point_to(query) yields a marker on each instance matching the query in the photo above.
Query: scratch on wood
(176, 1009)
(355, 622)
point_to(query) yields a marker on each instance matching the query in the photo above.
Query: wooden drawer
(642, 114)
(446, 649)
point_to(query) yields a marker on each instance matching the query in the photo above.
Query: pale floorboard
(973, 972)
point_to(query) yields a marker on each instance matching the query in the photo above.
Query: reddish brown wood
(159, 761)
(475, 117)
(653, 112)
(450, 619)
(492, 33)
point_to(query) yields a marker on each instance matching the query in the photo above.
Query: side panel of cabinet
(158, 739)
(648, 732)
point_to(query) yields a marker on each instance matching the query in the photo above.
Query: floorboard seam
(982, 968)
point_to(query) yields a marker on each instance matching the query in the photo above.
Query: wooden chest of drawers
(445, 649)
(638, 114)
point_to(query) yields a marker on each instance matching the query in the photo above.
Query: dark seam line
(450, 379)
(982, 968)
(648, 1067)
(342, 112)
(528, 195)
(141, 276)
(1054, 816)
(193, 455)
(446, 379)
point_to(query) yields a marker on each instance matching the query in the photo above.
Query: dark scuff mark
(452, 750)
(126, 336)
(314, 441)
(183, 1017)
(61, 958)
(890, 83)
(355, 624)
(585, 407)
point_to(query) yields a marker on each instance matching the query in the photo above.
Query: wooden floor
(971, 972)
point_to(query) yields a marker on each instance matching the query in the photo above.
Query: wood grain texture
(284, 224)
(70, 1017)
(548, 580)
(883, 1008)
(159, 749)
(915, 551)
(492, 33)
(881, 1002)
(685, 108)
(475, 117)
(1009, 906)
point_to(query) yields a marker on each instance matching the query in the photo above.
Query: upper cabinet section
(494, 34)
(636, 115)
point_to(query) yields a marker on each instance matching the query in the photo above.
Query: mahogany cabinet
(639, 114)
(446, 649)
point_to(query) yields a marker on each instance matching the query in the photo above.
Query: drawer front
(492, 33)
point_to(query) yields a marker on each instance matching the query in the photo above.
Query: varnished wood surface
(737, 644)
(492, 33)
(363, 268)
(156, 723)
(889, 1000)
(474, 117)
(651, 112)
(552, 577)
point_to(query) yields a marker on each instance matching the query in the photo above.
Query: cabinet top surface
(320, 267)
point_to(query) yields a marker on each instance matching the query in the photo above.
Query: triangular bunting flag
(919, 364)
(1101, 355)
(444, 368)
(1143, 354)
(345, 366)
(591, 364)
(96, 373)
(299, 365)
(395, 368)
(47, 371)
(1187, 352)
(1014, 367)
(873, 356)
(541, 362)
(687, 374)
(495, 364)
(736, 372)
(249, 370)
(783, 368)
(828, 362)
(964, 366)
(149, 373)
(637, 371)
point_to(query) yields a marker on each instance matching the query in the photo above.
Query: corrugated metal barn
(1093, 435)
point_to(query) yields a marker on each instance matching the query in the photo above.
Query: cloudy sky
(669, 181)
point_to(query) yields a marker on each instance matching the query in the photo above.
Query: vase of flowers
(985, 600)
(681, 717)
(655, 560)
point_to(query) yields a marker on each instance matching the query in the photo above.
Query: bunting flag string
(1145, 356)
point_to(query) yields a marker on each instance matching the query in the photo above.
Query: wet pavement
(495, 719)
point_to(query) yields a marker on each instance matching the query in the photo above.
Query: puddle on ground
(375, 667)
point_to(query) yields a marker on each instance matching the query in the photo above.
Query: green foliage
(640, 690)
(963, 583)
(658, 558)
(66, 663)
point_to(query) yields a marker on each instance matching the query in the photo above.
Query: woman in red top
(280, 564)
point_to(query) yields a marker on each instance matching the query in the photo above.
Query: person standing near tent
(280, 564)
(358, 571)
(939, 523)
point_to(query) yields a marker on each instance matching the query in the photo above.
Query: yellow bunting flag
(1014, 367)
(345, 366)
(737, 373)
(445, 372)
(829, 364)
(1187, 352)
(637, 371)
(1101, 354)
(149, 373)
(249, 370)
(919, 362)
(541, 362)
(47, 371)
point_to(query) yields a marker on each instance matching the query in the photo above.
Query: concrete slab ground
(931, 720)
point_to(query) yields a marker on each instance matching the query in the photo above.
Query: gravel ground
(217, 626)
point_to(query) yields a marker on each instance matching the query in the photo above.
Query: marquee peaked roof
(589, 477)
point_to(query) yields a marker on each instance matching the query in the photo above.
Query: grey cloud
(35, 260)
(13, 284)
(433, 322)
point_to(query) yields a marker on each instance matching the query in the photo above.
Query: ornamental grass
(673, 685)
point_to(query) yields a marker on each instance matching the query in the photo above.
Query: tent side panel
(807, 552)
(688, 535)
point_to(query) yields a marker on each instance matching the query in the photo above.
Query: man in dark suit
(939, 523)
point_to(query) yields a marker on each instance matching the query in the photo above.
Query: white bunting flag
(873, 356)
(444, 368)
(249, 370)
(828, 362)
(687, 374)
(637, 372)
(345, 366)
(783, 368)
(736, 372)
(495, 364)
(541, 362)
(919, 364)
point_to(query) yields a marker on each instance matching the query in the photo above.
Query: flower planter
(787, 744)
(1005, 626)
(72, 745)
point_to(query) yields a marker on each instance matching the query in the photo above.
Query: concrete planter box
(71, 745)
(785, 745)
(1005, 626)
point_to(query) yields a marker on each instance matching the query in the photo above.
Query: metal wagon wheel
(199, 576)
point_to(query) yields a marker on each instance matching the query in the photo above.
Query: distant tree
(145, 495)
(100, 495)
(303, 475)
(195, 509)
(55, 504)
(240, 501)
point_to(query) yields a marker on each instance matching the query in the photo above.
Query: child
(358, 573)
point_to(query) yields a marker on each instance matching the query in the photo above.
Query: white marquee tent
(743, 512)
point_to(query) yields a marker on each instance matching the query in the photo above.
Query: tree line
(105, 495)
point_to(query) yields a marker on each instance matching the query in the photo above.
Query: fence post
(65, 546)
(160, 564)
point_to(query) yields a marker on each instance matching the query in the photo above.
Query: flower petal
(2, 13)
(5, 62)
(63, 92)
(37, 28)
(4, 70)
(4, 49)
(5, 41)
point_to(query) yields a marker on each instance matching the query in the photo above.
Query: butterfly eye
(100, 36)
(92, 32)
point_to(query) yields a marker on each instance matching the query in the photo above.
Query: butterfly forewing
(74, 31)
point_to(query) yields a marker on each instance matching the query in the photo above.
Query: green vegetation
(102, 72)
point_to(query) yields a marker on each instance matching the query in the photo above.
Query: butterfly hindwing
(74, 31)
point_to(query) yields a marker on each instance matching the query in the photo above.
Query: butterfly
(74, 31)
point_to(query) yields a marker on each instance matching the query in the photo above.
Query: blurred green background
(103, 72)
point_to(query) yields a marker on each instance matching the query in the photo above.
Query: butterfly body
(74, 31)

Aim of the task »
Word for word, copy out the entries.

Exercise result »
point_to(query) yields a marker on each instance matching the query in the photo above.
Query: scratch on wood
(176, 1009)
(355, 622)
point_to(query) yields a marker on each instance matching the query in the photo above.
Query: wooden drawer
(642, 114)
(446, 649)
point_to(query) yields a marker on each instance matching the query in the photo above.
Query: pale floorboard
(973, 972)
point_to(query) yields a marker on each instance matching the query in the photo above.
Query: reddish brown wood
(159, 761)
(475, 117)
(653, 112)
(450, 619)
(492, 33)
point_to(query) yields a marker on each instance matching the query in the photo above.
Query: side panel of cabinet
(158, 739)
(648, 732)
point_to(query) yields a marker on each instance matching the query in the photo above.
Query: floorboard seam
(982, 968)
point_to(query) yields a marker on each instance matching the query in the photo above.
Query: wooden chest of drawers
(445, 649)
(638, 114)
point_to(query) yields a marker on each instance matching the query in the photo above.
Query: dark seam line
(450, 379)
(982, 968)
(648, 1067)
(342, 112)
(528, 195)
(141, 276)
(1054, 816)
(193, 455)
(446, 379)
point_to(query) yields a marker on each instance matching the query in the photo above.
Query: dark scuff mark
(452, 750)
(126, 336)
(314, 441)
(183, 1017)
(61, 958)
(890, 83)
(355, 624)
(585, 407)
point_to(query) yields a marker on each instance matching the query in the photo above.
Query: wooden floor
(971, 972)
point_to(query) yields a marker on each instance matching the query in the photo above.
Query: wood grain texture
(284, 224)
(70, 1017)
(548, 580)
(883, 1008)
(159, 749)
(915, 551)
(492, 33)
(881, 1002)
(685, 108)
(475, 117)
(1009, 906)
point_to(query) yields a marker on each instance matching the query in the photo above.
Query: upper cabinet section
(494, 34)
(636, 115)
point_to(query) yields a marker on each instance matching the query in the photo above.
Query: mahogany cabinet
(639, 114)
(446, 649)
point_to(query) yields a marker on each instance matching the query in the photo above.
Query: drawer front
(492, 33)
point_to(query) yields a marker on each instance matching the query in the photo above.
Query: varnished wood surface
(737, 644)
(492, 33)
(363, 268)
(156, 723)
(889, 1000)
(474, 117)
(651, 112)
(552, 577)
point_to(query) yields a marker on each instance matching the query in the photo above.
Query: cabinet top surface
(320, 267)
point_to(query) yields a marker on each instance matching the query in the photo above.
Query: triangular bunting flag
(919, 364)
(1101, 355)
(444, 368)
(1143, 354)
(345, 366)
(591, 364)
(96, 373)
(299, 365)
(395, 368)
(47, 371)
(1187, 352)
(1014, 367)
(873, 356)
(541, 362)
(687, 374)
(495, 364)
(736, 372)
(249, 370)
(783, 368)
(828, 362)
(964, 366)
(149, 373)
(637, 371)
point_to(query) yields a marker on each instance matching the query in the photo above.
Query: corrugated metal barn
(1093, 435)
point_to(query) yields a marker on each instance matching the query in the photo above.
Query: cloudy sky
(669, 181)
point_to(query) yields a marker on each instance matching the query in the photo above.
Query: vase of flowers
(985, 600)
(681, 717)
(655, 560)
point_to(query) yields a marker on each instance matching the query in the photo above.
Query: bunting flag string
(1145, 356)
point_to(query) yields a marker on each instance matching the query in the photo above.
Query: wet pavement
(495, 719)
point_to(query) yields a marker on each instance matching the query in the photo above.
Query: puddle on ground
(375, 667)
point_to(query) yields a marker on each instance matching the query in the photo above.
Query: green foliage
(640, 690)
(963, 583)
(658, 558)
(66, 663)
point_to(query) yields a marker on each instance matching the query in the photo above.
Query: woman in red top
(280, 564)
point_to(query) yields a marker on each instance matching the query in the photo above.
Query: person standing near tent
(280, 564)
(358, 571)
(939, 523)
point_to(query) yields a marker on each instance matching the query in the photo above.
Query: yellow bunting flag
(1014, 367)
(345, 366)
(737, 373)
(445, 372)
(829, 364)
(1187, 352)
(637, 371)
(1101, 354)
(149, 373)
(249, 370)
(919, 362)
(541, 362)
(47, 371)
point_to(query) yields a marker on each instance matching the query in the photo above.
Query: concrete slab ground
(931, 720)
point_to(query) yields a marker on each instance matching the query in the photo above.
Query: gravel ground
(217, 626)
point_to(query) yields a marker on each instance matching the query in the photo above.
Query: marquee peaked roof
(589, 477)
point_to(query) yields a marker on each instance matching the query in the photo above.
Query: grey cloud
(35, 260)
(13, 284)
(433, 322)
point_to(query) yields a marker on each instance matching the query in the photo above.
Query: ornamental grass
(673, 685)
point_to(query) yields a marker on each instance matching the query in the photo above.
Query: tent side panel
(807, 552)
(688, 535)
point_to(query) yields a marker on each instance matching the query in the photo above.
Query: man in dark suit
(939, 523)
point_to(query) yields a marker on each instance matching the query in the photo above.
Query: white bunting flag
(873, 356)
(444, 368)
(249, 370)
(828, 362)
(687, 374)
(637, 372)
(345, 366)
(783, 368)
(736, 372)
(495, 364)
(541, 362)
(919, 364)
point_to(query) yields a marker on each instance matching the query in the photo above.
Query: flower planter
(787, 744)
(1005, 626)
(72, 745)
point_to(query) yields a marker on each instance matching the query in the photo above.
Query: concrete planter box
(71, 745)
(785, 745)
(1005, 626)
point_to(query) yields a marker on each instance matching the query in the photo above.
Query: metal wagon wheel
(199, 576)
point_to(query) yields a marker on each instance matching the query in the photo above.
Query: distant tree
(145, 495)
(100, 495)
(303, 475)
(195, 509)
(55, 504)
(240, 501)
point_to(query) yields a marker on each instance matching the query in the photo above.
Query: child
(358, 573)
point_to(query) yields a marker on each instance matching the query in the photo above.
Query: white marquee tent
(743, 512)
point_to(query) yields a marker on each instance matching the query in the photo above.
Query: tree line
(105, 495)
point_to(query) yields a marker on each instance matching the query in the photo above.
Query: fence post
(65, 546)
(160, 564)
point_to(query) yields a marker on each instance matching the query in the photo above.
Query: flower petal
(2, 13)
(5, 62)
(63, 92)
(37, 28)
(4, 70)
(4, 49)
(5, 41)
point_to(query) yields a marker on each instance matching the query in the photo above.
Query: butterfly eye
(100, 36)
(92, 32)
point_to(query) yields a marker on each instance matching the query in the photo above.
Query: butterfly forewing
(74, 31)
point_to(query) yields a marker on each instance matching the query in the photo above.
Query: green vegetation
(102, 72)
point_to(query) yields a marker on each instance matching the query in the photo above.
Query: butterfly hindwing
(74, 31)
point_to(query) yields a marker on each instance matching the query in the photo above.
Query: butterfly
(74, 31)
point_to(query) yields a marker on each instance matching the query in the photo above.
Query: blurred green background
(103, 72)
point_to(query) yields a marker on each instance matching the query in the photo above.
Query: butterfly body
(74, 31)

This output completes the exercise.